- _Your instructions_
Please copy, word for word, the line that contains "woman in red" and every line after it through the end of the records, and nothing more.

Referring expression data
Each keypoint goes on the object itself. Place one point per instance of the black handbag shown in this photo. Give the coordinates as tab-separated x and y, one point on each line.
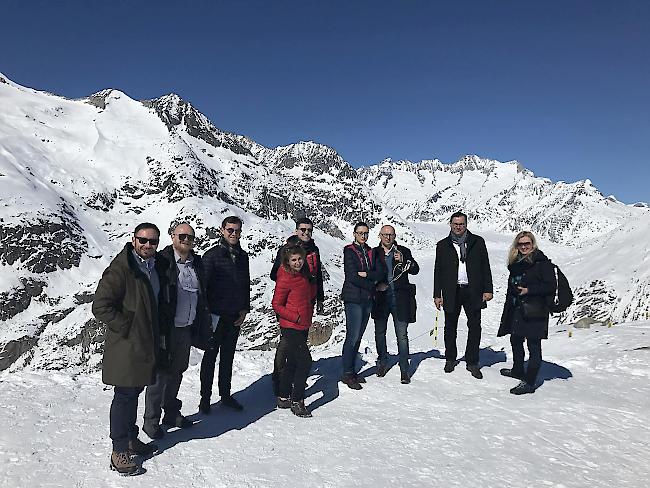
536	309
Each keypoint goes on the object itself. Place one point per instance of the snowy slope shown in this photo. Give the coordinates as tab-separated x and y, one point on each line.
76	176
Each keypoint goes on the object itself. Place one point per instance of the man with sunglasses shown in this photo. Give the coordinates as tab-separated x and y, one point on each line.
184	313
304	232
462	278
126	301
228	290
396	298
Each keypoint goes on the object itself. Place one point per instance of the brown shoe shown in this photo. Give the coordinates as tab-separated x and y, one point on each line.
139	448
122	463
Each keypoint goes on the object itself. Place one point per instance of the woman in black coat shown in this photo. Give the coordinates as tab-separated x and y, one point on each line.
525	312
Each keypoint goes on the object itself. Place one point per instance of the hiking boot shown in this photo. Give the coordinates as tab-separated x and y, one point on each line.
204	406
405	378
230	402
475	370
512	373
382	369
284	402
122	463
154	432
299	409
351	381
139	448
450	366
522	388
178	421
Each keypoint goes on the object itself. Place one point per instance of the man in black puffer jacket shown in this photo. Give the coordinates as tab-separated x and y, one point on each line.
228	289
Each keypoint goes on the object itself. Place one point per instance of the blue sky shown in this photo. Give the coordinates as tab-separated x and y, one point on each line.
561	86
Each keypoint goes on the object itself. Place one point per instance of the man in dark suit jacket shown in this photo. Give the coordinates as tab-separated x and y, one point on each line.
462	277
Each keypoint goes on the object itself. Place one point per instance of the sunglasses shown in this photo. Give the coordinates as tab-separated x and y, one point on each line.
185	237
144	240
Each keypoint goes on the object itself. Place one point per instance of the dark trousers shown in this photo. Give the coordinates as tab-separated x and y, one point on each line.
222	343
124	410
163	394
278	364
356	320
534	357
294	374
473	325
401	332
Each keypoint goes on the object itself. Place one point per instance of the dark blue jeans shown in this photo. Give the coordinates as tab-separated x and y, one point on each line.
356	320
401	332
124	410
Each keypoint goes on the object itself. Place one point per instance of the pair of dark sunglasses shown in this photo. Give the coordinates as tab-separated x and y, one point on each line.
186	237
144	240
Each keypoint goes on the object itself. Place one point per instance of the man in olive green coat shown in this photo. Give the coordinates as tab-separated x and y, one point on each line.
126	301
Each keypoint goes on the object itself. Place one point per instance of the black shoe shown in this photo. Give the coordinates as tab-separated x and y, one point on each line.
512	373
139	448
299	409
230	402
284	402
178	421
351	381
476	372
204	406
382	369
522	388
450	366
153	432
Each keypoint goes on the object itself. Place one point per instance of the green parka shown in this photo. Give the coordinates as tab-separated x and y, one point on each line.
124	301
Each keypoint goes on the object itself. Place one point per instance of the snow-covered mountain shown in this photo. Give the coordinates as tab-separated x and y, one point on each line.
76	176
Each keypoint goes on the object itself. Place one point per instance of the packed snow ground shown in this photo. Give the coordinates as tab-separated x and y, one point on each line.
588	424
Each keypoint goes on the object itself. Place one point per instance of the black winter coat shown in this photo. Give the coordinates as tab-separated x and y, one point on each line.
201	328
402	287
539	278
227	279
125	303
355	288
445	274
317	273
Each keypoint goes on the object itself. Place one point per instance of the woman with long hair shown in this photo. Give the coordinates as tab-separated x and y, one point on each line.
293	302
525	313
362	274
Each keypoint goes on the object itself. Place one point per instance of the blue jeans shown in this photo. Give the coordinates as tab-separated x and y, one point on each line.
124	410
356	320
401	331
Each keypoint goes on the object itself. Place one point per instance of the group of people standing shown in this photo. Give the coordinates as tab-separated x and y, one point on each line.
156	305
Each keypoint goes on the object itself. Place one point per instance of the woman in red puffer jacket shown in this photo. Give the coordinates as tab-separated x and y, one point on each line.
293	301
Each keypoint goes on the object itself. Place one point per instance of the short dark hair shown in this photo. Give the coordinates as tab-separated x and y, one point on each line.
457	214
146	225
232	219
360	224
290	251
304	220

- _Task output_
Each keypoint goes on the object itself. Place one point per instance of the woman in red puffer jacket shown in this photo. Give the coordinates as tab-separated x and y, one point on each line.
293	301
Each keypoint goes on the object itself. Place one point per instance of the short dark hair shown in this photo. Give the coordinates as tab-separated x and y, one point on each line.
457	214
146	225
232	219
360	224
290	251
304	220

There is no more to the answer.